Introducing the "Free Nature Movement" and why like abolition and
suffrage it can succeed in freeing nature from humanity.

by Chuck Burr

Culturequake (March 03 2009)

The Fall of Modern Culture and The Rise of Earth Culture


Environmentalism is not a movement. For a political campaign to be
considered a movement, it has to drive a new right into the
Constitution. Recycling and carpooling is not amending the Constitution.
The environmental movement cannot, as it is currently structured,
protect the other species from our burgeoning population.

Nothing is effectively achieved until the Constitution is amended. A
28th Amendment that gives all other species equal rights to humanity
would enable legislation to begin to reverse the 233 years of
exploitation that the US is founded upon.

This is not as far fetched as it sounds. In 2002 the lower house of
parliament in Germany, the Bundestag, adopted a bill that for the first
time enshrined animal rights in the Constitution. The bill, passed by a
huge majority. The bill added, "The state takes responsibility for
protecting the natural foundations of life and animals in the interest
of future generations". This makes Germany the first country that as far
as I know to give constitutional rights to animals. This is as good a
place as any to say where the Free Nature Movement began.

On a local level, your town council or county commissioners can adopt
the "The Rights of Nature Ordinance". First passed in 2006 by the
Tamaqua Borough Council in Schuylkill County, Pennsylvania, the
ordinance states that, "People and their communities are trustees of
nature, and communities of nature and ecosystems form part of the
natural trust".

What is a "right"

A right is more than the right to vote. A true right is to allow all
other species to follow their own destiny as given by the universe and
by god.

Today we have enslaved nature to do our bidding. The Bible refers to
man's dominion, "over the fish of the sea, and over the birds of the
air, and over the cattle, and over all the earth, and over every
creeping thing that creeps upon the earth".

As many know, this enslavement actually began with agricultural
revolution 10,000 years ago when one tribe started living a new story
that, "the world belongs to man". This was the birth of our modern taker
culture. One tribe in the fertile crescent between the Euphrates and
Tigris rivers cast away the story that enabled humanity to live in
symbiosis with the earth's ecosystem for three million years that,
"humanity belongs to the earth".

Equal rights also includes equal consideration and representation. Most
indigenous tribes have rituals to testify that the human family is one
strand in the larger web of life, to acknowledge all our relations. For
instance, the Hopi of the Southwest United States have celebrated a
Council of All Beings ritual with masks representing plants and animals
for thousands of years.

"Freedom" is a lie

Freedom is probably the greatest lie created by the agricultural
revolution and is the foundation of our modern culture. Since we are
born our culture tells us that we want to be free from want; it's a
double negative. And the way to obtain freedom is to work hard to be
able to buy or consume the things that will make us free including food,
shelter, and clothing. Our culture's idea of freedom is a lifetime of
enslavement to pay for mortgage for a roof over our heads.

True freedom, like a true right, is the ability to follow your own
destiny. Being locked in a consumer culture making things to get things
is not freedom.

The concept of freedom has also been used as an excuse to perpetuate our
culture in the form of continued exploitation of man and beast. Because
those at the top "are free" they can do as they please. The wealthy are
free to consume in a global economy where a minority exploits the majority.

+===+

▸ **Stated goal 1**:
According to the Free Nature Movement essay, why is environmentalism not a movement? Answer in one to three sentences.
▸ **Stated goal 2**:
Reproduce the Free Nature Movement essay verbatim from "Culturequake (March 03" to "our burgeoning population.".

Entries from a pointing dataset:
+===+

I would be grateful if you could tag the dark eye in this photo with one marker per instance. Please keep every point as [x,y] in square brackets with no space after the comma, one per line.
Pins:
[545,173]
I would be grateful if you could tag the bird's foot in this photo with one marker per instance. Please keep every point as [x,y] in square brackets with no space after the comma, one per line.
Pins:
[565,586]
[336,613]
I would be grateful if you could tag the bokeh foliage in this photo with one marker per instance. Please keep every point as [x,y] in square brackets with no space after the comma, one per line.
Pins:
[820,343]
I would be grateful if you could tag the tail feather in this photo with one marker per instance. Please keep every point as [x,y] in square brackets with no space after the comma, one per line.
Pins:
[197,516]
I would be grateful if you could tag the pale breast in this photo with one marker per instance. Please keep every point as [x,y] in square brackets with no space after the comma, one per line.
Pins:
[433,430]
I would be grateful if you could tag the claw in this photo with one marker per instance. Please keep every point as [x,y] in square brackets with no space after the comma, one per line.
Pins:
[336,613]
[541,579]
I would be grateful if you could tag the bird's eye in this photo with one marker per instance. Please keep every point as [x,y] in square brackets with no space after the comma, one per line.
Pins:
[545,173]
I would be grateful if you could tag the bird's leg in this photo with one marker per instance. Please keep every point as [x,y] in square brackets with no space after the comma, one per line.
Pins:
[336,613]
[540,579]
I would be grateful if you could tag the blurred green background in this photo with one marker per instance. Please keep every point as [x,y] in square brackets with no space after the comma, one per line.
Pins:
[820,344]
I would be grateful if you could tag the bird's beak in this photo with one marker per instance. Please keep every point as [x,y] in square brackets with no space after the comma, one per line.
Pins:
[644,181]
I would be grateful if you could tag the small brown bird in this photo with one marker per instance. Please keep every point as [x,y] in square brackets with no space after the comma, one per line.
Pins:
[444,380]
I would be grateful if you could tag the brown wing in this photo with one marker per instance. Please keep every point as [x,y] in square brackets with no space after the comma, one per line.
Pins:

+===+

▸ **Written reply 1**:
The essay holds that a political campaign counts as a movement only if it drives a new right into the Constitution. Environmentalism's efforts, such as recycling and carpooling, do not amend the Constitution, so it does not qualify.

▸ **Written reply 2**:
Culturequake (March 03 2009)

The Fall of Modern Culture and The Rise of Earth Culture


Environmentalism is not a movement. For a political campaign to be
considered a movement, it has to drive a new right into the
Constitution. Recycling and carpooling is not amending the Constitution.
The environmental movement cannot, as it is currently structured,
protect the other species from our burgeoning population.